TASK INSTRUCTIONS ::
• 1. Translate this sentence from the passage on photographing sunrises and sunsets into Spanish: "Expose for the darkest areas of your scene."
• 2. Continue the passage on photographing sunrises and sunsets, starting after its final sentence.

Thursday, August 04, 2005

Photographing Sunrise & Sunsets - A Few Thoughts...

With regard to sunrise/sunset photos:

1) Always use a tripod. I don't care what other people say, it is difficult to hold a camera perfectly still at shutter speeds slower than 1/30 sec., and often you are using slow shutter speeds because you NEED to set your Aperture to its smallest opening - on many digital cameras that is f/8 or f/16. You want depth of field.

IF YOU DON'T HAVE A TRIPOD, one trick that works well is to hold your breath right before hitting the shutter button - It Works!

Perhaps cameras with I.S. (Image Stabilization) technology work well when hand holding the camera at slower shutter speeds; however, I have not used them (YET), so I can not give any judgment on I.S.

2) Expose for the darkest areas of your scene. If you do NOT want to silhouette your foreground subject(s) of your sunrise/sunset photos, then you will need to have a little bit of detail in the black areas. You can burn in the lighter areas later (using Photoshop or whatever) as long as there is some detail in the highlights to begin with.

**Please Note** If your intention is to silhouette your foreground subject, then by all means leave out the subject detail as it will NO longer be much of a silhouette if the silhouette shows texture and details. Expose your shot for the sky to get the results you want while still keeping your subject a basic, black outline.

DATA LINES ::
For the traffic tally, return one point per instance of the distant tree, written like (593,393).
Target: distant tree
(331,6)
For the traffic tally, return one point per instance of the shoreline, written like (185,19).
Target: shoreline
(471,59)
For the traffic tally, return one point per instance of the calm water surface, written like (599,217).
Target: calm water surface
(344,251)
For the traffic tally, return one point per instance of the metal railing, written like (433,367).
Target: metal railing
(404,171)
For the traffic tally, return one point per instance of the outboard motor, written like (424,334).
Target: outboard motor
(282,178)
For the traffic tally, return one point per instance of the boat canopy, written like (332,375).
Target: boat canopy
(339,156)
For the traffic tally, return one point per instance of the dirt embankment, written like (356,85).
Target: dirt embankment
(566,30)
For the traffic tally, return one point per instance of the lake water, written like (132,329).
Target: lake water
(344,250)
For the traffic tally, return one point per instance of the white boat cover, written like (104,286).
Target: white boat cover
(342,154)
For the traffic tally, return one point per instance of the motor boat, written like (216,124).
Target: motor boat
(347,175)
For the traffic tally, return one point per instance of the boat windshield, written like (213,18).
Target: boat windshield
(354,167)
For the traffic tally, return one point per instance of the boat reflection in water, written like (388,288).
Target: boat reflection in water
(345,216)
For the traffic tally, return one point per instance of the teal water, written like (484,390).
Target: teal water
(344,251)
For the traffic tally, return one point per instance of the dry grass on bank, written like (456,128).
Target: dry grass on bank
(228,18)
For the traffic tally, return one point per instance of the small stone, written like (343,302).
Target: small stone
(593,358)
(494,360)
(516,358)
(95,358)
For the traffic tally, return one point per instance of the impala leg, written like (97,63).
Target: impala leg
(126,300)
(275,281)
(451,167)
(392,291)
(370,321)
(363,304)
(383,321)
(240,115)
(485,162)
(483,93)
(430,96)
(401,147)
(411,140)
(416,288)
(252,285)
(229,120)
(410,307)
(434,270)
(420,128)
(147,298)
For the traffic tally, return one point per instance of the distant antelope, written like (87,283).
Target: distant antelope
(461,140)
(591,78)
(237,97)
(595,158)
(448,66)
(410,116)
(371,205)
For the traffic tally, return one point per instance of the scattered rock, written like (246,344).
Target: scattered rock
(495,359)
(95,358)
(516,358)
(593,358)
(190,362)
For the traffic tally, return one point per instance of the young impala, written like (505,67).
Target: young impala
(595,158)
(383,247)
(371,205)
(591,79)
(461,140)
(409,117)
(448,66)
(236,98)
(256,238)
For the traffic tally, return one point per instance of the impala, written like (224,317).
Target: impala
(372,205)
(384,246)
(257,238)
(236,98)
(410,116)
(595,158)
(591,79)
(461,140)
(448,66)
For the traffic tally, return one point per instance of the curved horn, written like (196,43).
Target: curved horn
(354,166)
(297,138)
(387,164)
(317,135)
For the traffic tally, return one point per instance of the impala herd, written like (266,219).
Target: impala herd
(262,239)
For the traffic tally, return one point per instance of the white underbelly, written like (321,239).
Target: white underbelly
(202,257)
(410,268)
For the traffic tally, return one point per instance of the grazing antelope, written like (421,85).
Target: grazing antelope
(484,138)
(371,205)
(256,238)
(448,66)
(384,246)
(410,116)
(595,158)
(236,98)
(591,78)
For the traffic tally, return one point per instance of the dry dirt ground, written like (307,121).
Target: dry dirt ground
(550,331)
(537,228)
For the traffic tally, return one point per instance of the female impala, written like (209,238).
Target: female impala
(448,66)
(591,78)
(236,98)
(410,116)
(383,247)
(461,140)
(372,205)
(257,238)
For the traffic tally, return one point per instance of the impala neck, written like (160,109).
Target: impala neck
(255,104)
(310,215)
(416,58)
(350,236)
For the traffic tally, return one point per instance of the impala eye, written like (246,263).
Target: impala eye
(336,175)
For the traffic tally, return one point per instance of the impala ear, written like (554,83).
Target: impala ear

ANSWERS BY TASK ::
• 1. Expón para las zonas más oscuras de tu escena.

• 2.
3) Add something of interest in the foreground, like a person, a beach house, a wooden fence post, an old bike, a red sand bucket, a bright colored beach chair and umbrella, a sand castle or any such thing, or big interesting beach rocks or trees. This will add a lot of interest to the photos as it will also help lead the viewers' eyes into the photo, all the way from the front of the photo to the 'back' where the sun is located. (Well, try to imagine your 2D photo being 3D and then visualize a front and back to it, then you will have it!) The addition of an object or subject to your sunrise/sunset photos will also add perspective to your photos. If you have a pier, boat or lighthouse around where you are shooting, those are FANTASTIC objects to add in your photo for sunsets/sunrises.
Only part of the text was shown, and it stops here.